Required task: Rewrite every one of the records below with "Would you be able to give" replaced by "Could you provide" wherever it occurs, leaving everything else unchanged.

═══ Records provided

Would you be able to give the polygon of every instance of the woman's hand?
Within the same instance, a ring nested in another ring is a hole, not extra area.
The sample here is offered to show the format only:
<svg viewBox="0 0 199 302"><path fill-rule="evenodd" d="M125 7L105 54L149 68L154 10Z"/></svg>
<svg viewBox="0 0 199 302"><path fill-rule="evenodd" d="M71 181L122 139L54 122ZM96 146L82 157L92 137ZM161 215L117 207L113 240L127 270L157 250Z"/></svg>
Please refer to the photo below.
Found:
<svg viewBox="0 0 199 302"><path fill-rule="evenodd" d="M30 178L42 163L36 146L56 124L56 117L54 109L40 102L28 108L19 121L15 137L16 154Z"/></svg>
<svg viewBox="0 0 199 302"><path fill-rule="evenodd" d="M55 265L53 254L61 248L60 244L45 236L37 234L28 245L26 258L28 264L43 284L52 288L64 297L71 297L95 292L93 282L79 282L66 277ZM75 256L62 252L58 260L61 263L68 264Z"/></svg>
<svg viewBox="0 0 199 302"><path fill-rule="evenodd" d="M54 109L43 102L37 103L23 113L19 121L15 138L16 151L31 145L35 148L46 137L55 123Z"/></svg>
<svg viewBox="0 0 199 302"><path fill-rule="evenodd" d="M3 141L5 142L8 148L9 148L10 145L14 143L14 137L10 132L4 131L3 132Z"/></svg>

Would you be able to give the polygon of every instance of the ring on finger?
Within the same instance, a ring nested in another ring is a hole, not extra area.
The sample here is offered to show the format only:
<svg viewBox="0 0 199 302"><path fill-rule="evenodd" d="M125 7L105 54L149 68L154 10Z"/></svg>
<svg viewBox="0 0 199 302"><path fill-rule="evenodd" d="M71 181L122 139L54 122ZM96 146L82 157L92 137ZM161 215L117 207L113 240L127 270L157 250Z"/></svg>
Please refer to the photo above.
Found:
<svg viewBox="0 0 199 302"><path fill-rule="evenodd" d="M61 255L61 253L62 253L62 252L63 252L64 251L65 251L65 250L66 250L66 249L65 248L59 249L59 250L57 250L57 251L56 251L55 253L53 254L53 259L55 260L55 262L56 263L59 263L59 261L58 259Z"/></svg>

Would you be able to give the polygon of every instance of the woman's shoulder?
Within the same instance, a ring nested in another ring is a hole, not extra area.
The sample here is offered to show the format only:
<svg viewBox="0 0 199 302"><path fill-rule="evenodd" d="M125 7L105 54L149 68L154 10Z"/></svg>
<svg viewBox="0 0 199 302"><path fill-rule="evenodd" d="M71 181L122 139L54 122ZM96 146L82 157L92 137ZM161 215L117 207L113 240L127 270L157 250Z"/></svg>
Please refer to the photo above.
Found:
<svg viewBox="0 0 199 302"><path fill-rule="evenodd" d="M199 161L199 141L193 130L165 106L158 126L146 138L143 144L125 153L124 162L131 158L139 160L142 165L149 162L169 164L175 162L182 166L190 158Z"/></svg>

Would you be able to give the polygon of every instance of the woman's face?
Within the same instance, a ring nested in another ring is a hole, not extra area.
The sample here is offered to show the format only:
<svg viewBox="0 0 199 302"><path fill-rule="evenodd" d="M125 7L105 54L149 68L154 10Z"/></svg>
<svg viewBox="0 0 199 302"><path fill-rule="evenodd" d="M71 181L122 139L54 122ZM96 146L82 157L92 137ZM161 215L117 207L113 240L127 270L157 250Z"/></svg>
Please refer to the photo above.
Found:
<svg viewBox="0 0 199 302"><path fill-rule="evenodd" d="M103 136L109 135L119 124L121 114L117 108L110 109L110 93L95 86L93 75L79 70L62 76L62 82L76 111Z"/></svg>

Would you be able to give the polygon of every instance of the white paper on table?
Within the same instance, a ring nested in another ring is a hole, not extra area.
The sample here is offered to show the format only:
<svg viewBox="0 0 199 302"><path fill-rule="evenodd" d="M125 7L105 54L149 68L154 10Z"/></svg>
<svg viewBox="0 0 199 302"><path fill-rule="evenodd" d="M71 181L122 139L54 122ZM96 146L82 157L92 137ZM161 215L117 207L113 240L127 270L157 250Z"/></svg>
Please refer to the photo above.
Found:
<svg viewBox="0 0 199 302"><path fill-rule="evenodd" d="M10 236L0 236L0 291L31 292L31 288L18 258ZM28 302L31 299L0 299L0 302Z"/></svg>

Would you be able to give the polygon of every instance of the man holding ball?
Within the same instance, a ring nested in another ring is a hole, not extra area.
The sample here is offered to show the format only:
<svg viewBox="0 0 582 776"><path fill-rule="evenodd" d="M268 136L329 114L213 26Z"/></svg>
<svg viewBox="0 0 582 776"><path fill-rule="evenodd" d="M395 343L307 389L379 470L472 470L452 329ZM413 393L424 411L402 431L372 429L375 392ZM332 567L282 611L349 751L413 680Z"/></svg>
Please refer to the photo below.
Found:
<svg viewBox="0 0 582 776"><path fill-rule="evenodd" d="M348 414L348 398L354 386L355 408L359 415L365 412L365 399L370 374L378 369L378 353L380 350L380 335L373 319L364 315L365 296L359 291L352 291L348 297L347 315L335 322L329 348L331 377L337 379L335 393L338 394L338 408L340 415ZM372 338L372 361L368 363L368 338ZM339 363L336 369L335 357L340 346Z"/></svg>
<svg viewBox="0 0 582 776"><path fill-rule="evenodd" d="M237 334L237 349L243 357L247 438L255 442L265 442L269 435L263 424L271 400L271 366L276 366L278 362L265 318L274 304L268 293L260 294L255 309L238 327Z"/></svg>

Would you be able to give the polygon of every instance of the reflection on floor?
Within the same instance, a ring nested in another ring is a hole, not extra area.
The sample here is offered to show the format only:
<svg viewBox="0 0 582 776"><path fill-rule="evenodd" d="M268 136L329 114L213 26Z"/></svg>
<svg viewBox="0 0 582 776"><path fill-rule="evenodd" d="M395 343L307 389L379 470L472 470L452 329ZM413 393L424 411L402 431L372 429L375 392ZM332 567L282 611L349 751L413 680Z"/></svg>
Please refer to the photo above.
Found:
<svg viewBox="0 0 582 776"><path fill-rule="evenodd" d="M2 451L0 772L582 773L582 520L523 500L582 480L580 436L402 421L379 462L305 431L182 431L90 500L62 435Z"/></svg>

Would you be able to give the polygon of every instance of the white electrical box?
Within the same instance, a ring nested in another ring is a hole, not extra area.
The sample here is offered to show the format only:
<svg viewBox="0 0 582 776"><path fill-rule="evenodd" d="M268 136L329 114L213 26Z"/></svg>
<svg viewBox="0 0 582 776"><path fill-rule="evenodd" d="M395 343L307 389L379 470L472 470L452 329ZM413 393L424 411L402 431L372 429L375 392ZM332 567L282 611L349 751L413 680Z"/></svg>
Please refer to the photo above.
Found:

══════

Expected output:
Could you provide the polygon of every instance of the woman's hand?
Within the same instance, a ring nested in another ring is a hole, not extra area.
The sample here is offered to show the format only:
<svg viewBox="0 0 199 302"><path fill-rule="evenodd" d="M125 7L105 54L149 68L154 10Z"/></svg>
<svg viewBox="0 0 199 302"><path fill-rule="evenodd" d="M71 181L122 139L54 122ZM96 146L82 157L92 137ZM161 215L117 207L113 240L127 270L157 250Z"/></svg>
Please refer to the photo below.
Found:
<svg viewBox="0 0 199 302"><path fill-rule="evenodd" d="M30 178L42 163L36 146L56 124L56 117L54 109L40 102L28 108L19 121L15 137L16 154Z"/></svg>
<svg viewBox="0 0 199 302"><path fill-rule="evenodd" d="M55 265L53 254L61 248L60 244L45 236L37 234L28 245L26 258L28 264L43 284L52 288L64 297L71 297L95 292L93 282L79 282L66 277ZM75 256L62 252L58 260L61 263L68 264Z"/></svg>
<svg viewBox="0 0 199 302"><path fill-rule="evenodd" d="M54 109L43 102L37 103L23 113L19 121L15 138L16 151L31 145L35 148L46 137L55 123Z"/></svg>
<svg viewBox="0 0 199 302"><path fill-rule="evenodd" d="M3 141L5 142L8 148L9 148L10 145L14 143L14 137L10 132L4 131L3 132Z"/></svg>

Could you provide the polygon of every instance of the ring on finger?
Within the same instance, a ring nested in another ring is a hole, not extra area.
The sample here is offered to show the format only:
<svg viewBox="0 0 199 302"><path fill-rule="evenodd" d="M125 7L105 54L149 68L154 10Z"/></svg>
<svg viewBox="0 0 199 302"><path fill-rule="evenodd" d="M71 181L122 139L54 122ZM96 146L82 157L92 137ZM161 215L117 207L113 240L127 270L157 250Z"/></svg>
Please refer to the photo above.
Found:
<svg viewBox="0 0 199 302"><path fill-rule="evenodd" d="M61 255L61 253L62 253L62 252L63 252L64 251L65 251L65 250L66 250L66 249L65 248L59 249L59 250L57 250L57 251L56 251L55 253L53 254L53 259L55 260L55 262L56 263L59 263L59 261L58 259Z"/></svg>

Could you provide the polygon of every instance of the woman's shoulder?
Within the same instance, a ring nested in another ring is a hole, not extra area.
The sample here is offered to show the format only:
<svg viewBox="0 0 199 302"><path fill-rule="evenodd" d="M125 7L105 54L149 68L154 10Z"/></svg>
<svg viewBox="0 0 199 302"><path fill-rule="evenodd" d="M71 181L122 139L54 122ZM96 146L82 157L92 137ZM161 215L117 207L113 240L127 270L157 250Z"/></svg>
Please refer to the photo above.
Found:
<svg viewBox="0 0 199 302"><path fill-rule="evenodd" d="M199 161L199 141L193 130L165 106L158 126L146 138L143 144L125 153L124 162L131 158L139 160L142 165L149 162L169 164L175 162L182 166L190 158Z"/></svg>

Could you provide the polygon of every instance of the woman's face?
Within the same instance, a ring nested in another ring is a hole, not extra area.
The sample here is offered to show the format only:
<svg viewBox="0 0 199 302"><path fill-rule="evenodd" d="M125 7L105 54L149 68L154 10Z"/></svg>
<svg viewBox="0 0 199 302"><path fill-rule="evenodd" d="M71 181L122 139L54 122ZM96 146L82 157L92 137ZM161 215L117 207L113 240L127 270L157 250Z"/></svg>
Please refer to the photo above.
Found:
<svg viewBox="0 0 199 302"><path fill-rule="evenodd" d="M103 136L109 135L119 124L121 114L117 108L110 109L110 93L95 86L93 75L79 70L62 76L62 82L76 111Z"/></svg>

Could you provide the polygon of every instance of the white paper on table?
Within the same instance, a ring nested in another ring is a hole, not extra area.
The sample here is offered to show the format only:
<svg viewBox="0 0 199 302"><path fill-rule="evenodd" d="M125 7L105 54L149 68L154 10Z"/></svg>
<svg viewBox="0 0 199 302"><path fill-rule="evenodd" d="M71 181L122 139L54 122ZM96 146L82 157L92 137ZM161 215L117 207L113 240L127 270L157 250Z"/></svg>
Please refer to the photo above.
Found:
<svg viewBox="0 0 199 302"><path fill-rule="evenodd" d="M10 236L0 236L0 291L31 292L31 288L18 258ZM28 302L31 299L0 299L0 302Z"/></svg>

Could you provide the polygon of every instance of the man holding ball?
Within the same instance, a ring nested in another ring is a hole, not extra area.
The sample here is offered to show the format only:
<svg viewBox="0 0 582 776"><path fill-rule="evenodd" d="M268 136L329 114L213 26Z"/></svg>
<svg viewBox="0 0 582 776"><path fill-rule="evenodd" d="M395 343L307 389L379 470L472 470L452 329ZM413 393L424 411L402 431L372 429L375 392ZM332 567L282 611L349 751L413 680Z"/></svg>
Please refer to the photo below.
Found:
<svg viewBox="0 0 582 776"><path fill-rule="evenodd" d="M348 414L348 398L354 386L355 408L359 415L365 412L365 399L370 374L378 369L378 353L380 350L380 335L373 319L364 315L365 296L359 291L352 291L348 297L347 315L335 322L329 348L331 377L337 379L335 393L338 394L338 408L340 415ZM372 338L372 361L368 363L368 338ZM339 363L336 369L335 357L340 346Z"/></svg>
<svg viewBox="0 0 582 776"><path fill-rule="evenodd" d="M237 334L237 349L243 357L247 438L255 442L265 442L269 435L263 424L271 400L271 366L276 366L278 362L265 318L274 304L268 293L260 294L255 309L238 327Z"/></svg>

Could you provide the polygon of every instance of the reflection on floor?
Within the same instance, a ring nested in another ring is a hole, not extra area.
The sample here is offered to show the format only:
<svg viewBox="0 0 582 776"><path fill-rule="evenodd" d="M268 136L329 114L213 26Z"/></svg>
<svg viewBox="0 0 582 776"><path fill-rule="evenodd" d="M395 343L307 389L379 470L472 470L452 329ZM413 393L424 411L402 431L372 429L375 392ZM332 567L282 611L349 751L413 680Z"/></svg>
Please refer to the photo above.
Found:
<svg viewBox="0 0 582 776"><path fill-rule="evenodd" d="M2 451L0 772L582 773L582 520L523 500L582 480L580 436L402 421L379 462L305 431L182 431L90 500L62 435Z"/></svg>

Could you provide the polygon of every instance of the white electrical box?
Within the same instance, a ring nested in another ring is a hole, not extra area.
The sample here is offered to show the format only:
<svg viewBox="0 0 582 776"><path fill-rule="evenodd" d="M268 136L329 114L213 26Z"/></svg>
<svg viewBox="0 0 582 776"><path fill-rule="evenodd" d="M395 343L307 389L379 470L472 470L452 329ZM413 393L424 411L402 431L372 429L375 392ZM332 567L282 611L349 751L413 680Z"/></svg>
Please refer to the photo above.
Found:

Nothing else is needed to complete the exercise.